## Start Exercise data
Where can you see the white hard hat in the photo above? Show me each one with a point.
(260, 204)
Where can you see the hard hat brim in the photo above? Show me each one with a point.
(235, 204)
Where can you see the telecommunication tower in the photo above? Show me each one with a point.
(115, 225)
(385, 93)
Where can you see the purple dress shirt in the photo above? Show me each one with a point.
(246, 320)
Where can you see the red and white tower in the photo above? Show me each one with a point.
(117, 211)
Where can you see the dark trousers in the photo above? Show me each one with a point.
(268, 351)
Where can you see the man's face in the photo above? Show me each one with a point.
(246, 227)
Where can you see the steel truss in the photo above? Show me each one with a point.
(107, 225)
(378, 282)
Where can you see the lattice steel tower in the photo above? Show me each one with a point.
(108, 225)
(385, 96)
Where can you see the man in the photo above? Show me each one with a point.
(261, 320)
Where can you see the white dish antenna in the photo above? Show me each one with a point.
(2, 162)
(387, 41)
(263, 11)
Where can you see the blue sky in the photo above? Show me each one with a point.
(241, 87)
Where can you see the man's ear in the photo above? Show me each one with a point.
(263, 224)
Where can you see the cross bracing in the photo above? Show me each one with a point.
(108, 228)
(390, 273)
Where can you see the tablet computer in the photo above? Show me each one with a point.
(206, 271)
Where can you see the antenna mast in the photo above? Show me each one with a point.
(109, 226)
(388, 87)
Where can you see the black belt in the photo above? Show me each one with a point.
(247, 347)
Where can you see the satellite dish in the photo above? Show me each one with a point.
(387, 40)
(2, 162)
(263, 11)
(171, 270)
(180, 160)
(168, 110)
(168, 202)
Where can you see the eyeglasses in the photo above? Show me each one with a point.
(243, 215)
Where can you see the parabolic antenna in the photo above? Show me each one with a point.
## End Exercise data
§ **Exercise goal**
Copy all the items above verbatim, line for line.

§ **Answer for this exercise**
Where can you see the white hard hat in the photo above? Show me each one with a point.
(260, 204)
Where can you see the hard hat brim in the photo above? Show me each one with a point.
(235, 204)
Where can you see the telecommunication tower in the photo above? Show me each one with a point.
(115, 225)
(385, 93)
Where can you see the purple dress shirt in the photo above? Show me each one with a point.
(246, 320)
Where can you see the red and white tower in the photo above? Show me each one with a point.
(117, 211)
Where can you see the dark trousers in the photo above? Show me each one with a point.
(268, 351)
Where can you see the man's face in the photo above? Show me each one with a point.
(246, 227)
Where can you see the steel truss in the photo above? Show me each one with a point.
(107, 225)
(378, 282)
Where can you see the lattice steel tower in the photo above? Show me each one with a point.
(108, 225)
(385, 96)
Where can you see the man in the photo above? Show me each one with a point.
(261, 320)
Where can you see the white dish antenna in the photo above? Show me each one with a point.
(2, 162)
(387, 41)
(263, 11)
Where can you see the blue sky in the photo above? Show me each one with a point.
(241, 87)
Where can you see the man's ear in the photo above? Show me each one with a point.
(263, 224)
Where can you see the cross bracing in the photo above? Show me each one with a point.
(108, 228)
(390, 273)
Where can you see the tablet computer in the photo above? Show me each one with a point.
(206, 271)
Where can you see the antenna mast in the photo above? Show me each one with a point.
(109, 226)
(388, 87)
Where can you see the black belt in the photo above? Show me each one with a point.
(247, 347)
Where can you see the satellite dish in the photo above? Show me each one with a point.
(387, 40)
(2, 162)
(263, 11)
(171, 270)
(180, 160)
(168, 110)
(168, 202)
Where can you see the eyeglasses in the photo above? Show me each one with a point.
(243, 215)
Where can you see the parabolic antenna in the photo above? Show me each one with a point.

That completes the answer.